How to complete this task — In the listing below, a line holding "Target: logo emblem" and a line holding "[locate] building silhouette" mark the range. Retype both exactly, with all lines between them.

Supplied material —
━━━

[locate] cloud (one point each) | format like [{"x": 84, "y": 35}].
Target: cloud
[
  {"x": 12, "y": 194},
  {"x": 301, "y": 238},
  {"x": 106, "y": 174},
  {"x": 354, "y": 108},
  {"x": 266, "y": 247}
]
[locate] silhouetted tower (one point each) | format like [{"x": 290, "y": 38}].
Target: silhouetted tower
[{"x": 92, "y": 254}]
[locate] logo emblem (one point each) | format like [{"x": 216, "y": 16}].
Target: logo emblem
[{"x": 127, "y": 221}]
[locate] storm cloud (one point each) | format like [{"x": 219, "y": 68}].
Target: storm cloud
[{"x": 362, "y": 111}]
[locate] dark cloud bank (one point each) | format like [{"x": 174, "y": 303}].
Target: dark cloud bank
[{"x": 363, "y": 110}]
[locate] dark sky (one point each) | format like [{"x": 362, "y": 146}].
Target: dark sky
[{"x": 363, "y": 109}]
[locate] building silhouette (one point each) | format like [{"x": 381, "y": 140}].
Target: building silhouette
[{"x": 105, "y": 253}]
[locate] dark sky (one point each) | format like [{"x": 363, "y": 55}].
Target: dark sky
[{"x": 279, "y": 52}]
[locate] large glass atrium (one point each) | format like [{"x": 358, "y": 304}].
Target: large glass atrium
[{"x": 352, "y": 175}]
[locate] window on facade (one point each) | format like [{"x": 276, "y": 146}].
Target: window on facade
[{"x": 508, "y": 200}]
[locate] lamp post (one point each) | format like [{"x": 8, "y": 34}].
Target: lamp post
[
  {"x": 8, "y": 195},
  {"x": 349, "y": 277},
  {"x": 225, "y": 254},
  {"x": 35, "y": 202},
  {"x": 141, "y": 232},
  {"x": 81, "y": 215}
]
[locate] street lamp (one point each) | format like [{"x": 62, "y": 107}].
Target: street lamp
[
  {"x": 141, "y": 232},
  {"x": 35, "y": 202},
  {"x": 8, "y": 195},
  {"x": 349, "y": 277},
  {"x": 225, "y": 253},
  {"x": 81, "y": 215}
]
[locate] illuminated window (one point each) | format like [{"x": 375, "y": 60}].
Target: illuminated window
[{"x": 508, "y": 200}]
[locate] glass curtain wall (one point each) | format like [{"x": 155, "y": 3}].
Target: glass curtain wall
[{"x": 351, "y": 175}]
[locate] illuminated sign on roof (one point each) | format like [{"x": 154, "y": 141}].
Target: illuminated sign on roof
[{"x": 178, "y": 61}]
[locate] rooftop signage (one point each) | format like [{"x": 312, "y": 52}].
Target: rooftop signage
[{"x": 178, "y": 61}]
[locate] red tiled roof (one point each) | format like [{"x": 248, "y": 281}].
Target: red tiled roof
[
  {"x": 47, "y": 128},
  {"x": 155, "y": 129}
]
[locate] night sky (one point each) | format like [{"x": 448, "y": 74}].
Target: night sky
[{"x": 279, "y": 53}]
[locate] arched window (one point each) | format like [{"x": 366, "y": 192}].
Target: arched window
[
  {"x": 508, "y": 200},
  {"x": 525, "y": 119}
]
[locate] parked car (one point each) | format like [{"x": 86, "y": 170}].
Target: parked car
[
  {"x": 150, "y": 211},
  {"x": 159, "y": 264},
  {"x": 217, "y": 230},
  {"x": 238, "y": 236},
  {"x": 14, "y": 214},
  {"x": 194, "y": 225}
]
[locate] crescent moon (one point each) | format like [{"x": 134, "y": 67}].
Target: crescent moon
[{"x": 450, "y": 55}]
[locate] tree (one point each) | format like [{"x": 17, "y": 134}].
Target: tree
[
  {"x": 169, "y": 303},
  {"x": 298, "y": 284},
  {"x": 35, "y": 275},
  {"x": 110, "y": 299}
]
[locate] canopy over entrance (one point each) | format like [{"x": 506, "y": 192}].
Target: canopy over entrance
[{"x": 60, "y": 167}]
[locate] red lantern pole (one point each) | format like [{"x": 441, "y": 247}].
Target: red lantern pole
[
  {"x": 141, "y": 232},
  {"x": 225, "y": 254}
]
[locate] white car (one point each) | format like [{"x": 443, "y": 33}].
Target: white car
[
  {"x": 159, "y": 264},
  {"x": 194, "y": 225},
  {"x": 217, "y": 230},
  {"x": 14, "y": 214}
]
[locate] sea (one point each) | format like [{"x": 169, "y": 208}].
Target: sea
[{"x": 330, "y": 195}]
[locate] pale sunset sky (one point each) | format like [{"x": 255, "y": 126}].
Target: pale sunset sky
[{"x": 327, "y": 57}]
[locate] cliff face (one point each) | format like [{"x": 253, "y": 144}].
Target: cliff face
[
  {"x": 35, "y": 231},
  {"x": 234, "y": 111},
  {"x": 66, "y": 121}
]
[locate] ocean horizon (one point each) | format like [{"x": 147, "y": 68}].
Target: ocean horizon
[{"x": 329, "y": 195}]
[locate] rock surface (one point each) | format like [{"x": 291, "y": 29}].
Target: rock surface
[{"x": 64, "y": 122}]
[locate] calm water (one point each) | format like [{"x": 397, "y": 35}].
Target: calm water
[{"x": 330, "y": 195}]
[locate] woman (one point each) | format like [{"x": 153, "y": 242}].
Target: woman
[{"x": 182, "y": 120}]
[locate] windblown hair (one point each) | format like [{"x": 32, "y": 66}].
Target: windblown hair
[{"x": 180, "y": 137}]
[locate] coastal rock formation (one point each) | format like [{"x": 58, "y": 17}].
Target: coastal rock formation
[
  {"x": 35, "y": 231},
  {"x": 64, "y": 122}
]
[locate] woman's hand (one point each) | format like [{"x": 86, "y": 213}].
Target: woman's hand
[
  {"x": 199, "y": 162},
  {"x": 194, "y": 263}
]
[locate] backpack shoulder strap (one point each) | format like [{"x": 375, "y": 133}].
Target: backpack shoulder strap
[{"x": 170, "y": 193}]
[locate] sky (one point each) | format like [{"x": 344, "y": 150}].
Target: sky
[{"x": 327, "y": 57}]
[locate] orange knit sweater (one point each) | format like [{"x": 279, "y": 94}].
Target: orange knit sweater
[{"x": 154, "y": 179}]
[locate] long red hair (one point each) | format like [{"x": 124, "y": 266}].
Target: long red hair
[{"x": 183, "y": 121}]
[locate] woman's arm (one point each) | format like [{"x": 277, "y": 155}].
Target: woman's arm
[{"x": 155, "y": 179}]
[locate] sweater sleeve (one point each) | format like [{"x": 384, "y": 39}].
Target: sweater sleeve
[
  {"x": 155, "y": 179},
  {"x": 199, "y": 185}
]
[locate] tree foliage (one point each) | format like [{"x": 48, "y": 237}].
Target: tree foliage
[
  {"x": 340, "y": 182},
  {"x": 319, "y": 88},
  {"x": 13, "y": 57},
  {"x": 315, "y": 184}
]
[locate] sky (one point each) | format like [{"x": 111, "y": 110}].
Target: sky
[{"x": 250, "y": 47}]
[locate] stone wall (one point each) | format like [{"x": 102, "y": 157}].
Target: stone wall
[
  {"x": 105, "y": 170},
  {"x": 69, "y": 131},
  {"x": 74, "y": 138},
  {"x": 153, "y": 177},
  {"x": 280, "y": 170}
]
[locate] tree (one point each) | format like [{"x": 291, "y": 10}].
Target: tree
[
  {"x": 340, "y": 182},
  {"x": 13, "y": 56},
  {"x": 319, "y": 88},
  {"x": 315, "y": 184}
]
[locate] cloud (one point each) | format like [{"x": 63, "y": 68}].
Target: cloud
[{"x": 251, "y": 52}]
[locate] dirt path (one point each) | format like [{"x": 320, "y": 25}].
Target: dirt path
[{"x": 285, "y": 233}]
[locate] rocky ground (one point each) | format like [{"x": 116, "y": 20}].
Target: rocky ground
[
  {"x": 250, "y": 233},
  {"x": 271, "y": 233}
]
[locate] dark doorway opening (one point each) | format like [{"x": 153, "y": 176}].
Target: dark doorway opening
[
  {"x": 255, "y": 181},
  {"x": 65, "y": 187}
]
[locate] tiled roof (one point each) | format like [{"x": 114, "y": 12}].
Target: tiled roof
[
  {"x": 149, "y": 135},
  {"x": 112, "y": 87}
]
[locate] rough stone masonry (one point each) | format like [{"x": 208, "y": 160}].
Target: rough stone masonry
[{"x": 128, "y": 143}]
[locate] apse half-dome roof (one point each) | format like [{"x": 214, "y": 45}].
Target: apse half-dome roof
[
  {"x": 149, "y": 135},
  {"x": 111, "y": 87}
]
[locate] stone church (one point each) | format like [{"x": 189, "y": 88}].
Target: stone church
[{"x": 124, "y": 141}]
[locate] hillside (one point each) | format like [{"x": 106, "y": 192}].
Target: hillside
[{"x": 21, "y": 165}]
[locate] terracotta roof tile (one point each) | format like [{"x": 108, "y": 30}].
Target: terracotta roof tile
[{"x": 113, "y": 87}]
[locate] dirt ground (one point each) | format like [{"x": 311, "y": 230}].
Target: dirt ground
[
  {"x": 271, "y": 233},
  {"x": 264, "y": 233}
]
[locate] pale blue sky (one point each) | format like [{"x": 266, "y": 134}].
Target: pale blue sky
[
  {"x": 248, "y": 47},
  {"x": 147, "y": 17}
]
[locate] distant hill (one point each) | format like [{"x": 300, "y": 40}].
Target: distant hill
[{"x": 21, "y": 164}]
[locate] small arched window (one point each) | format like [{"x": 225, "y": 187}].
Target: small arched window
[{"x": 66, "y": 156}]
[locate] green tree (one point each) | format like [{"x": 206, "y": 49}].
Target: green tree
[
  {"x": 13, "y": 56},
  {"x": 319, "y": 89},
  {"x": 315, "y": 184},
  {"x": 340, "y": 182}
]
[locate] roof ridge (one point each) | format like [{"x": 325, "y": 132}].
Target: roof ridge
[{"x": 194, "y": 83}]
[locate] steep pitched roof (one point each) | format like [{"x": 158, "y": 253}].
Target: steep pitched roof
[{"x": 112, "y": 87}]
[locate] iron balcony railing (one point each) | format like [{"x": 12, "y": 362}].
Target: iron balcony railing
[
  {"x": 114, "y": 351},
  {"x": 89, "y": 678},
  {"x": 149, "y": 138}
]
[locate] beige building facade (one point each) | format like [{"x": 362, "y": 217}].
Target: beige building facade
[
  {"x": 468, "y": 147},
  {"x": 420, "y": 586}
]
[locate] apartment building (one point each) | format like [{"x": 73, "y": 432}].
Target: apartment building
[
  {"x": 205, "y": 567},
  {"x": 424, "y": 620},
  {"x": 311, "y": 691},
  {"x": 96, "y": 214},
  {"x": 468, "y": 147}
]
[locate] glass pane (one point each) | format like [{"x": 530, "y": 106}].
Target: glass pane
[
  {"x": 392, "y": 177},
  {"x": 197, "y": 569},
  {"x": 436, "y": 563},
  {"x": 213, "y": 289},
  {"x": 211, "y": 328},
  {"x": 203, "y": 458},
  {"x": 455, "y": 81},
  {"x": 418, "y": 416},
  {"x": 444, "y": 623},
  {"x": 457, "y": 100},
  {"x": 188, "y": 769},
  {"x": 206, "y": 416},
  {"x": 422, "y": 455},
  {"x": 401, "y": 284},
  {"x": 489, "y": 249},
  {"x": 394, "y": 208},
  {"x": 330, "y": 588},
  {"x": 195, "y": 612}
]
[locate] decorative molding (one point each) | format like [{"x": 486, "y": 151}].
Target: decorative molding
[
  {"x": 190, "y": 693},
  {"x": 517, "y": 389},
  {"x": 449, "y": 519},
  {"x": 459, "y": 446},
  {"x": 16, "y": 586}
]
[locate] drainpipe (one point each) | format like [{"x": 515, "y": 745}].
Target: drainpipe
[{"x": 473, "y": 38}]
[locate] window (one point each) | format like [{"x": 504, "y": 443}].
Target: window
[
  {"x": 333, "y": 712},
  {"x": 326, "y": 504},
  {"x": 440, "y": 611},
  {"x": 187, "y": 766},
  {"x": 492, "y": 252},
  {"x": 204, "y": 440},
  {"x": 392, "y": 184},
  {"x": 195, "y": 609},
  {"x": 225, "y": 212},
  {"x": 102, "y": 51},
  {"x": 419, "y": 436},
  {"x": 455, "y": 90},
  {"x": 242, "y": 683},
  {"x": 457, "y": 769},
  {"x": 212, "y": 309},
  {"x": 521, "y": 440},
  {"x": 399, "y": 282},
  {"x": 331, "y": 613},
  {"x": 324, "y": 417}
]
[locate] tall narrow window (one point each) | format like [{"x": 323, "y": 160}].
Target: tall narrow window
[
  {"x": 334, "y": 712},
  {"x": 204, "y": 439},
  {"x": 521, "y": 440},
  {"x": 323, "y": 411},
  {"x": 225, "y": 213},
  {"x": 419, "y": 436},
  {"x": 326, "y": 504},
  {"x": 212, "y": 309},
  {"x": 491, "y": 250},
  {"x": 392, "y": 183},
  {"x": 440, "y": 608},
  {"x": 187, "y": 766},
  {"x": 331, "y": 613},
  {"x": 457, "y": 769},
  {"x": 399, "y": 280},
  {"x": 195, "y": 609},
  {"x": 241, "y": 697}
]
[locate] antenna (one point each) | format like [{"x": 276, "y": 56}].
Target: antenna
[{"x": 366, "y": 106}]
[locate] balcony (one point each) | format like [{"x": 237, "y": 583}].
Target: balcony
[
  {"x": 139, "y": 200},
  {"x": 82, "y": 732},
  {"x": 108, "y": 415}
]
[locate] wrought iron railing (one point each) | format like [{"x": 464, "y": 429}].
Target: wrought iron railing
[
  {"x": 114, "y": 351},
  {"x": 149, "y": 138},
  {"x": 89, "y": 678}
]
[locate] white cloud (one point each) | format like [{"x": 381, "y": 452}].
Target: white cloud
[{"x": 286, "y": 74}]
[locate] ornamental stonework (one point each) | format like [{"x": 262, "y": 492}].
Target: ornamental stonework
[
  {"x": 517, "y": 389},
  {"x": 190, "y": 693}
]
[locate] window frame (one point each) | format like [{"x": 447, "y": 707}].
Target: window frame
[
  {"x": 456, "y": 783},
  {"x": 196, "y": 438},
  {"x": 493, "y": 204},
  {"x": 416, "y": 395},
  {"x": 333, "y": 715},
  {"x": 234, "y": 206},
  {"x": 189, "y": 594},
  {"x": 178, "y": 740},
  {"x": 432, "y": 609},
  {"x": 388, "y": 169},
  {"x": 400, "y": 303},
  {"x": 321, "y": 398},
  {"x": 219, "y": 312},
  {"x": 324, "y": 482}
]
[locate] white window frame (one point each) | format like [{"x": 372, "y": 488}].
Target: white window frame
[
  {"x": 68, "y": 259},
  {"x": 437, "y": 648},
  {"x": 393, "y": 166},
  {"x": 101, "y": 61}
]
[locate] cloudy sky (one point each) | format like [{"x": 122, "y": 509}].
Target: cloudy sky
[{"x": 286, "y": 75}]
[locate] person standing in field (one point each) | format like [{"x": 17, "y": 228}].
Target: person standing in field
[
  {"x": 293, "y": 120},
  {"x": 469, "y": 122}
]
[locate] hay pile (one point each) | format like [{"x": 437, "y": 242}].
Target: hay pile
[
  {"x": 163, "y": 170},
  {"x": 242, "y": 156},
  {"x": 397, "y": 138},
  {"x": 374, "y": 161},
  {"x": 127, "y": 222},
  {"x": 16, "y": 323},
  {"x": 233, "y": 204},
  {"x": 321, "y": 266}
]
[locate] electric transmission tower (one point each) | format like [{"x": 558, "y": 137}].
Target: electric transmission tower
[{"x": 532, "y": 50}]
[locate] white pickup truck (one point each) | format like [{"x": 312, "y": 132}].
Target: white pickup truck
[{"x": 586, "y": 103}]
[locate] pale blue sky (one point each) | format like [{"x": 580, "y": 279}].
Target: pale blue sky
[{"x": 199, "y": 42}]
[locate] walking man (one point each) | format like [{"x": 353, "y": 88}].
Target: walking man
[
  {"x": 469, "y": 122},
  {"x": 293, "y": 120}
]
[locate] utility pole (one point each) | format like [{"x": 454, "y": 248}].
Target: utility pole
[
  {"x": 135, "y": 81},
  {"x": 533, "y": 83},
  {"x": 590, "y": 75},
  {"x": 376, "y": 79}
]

━━━

Response area —
Target: logo emblem
[{"x": 127, "y": 221}]
[locate] storm cloud (one point each) | format like [{"x": 219, "y": 68}].
Target: storm cloud
[{"x": 362, "y": 111}]
[locate] dark cloud bank (one point each) | format like [{"x": 174, "y": 303}].
Target: dark cloud bank
[{"x": 363, "y": 110}]
[locate] dark sky (one point each) | format like [{"x": 362, "y": 146}].
Target: dark sky
[{"x": 363, "y": 109}]
[locate] building silhouette (one point each) | format like [{"x": 381, "y": 140}].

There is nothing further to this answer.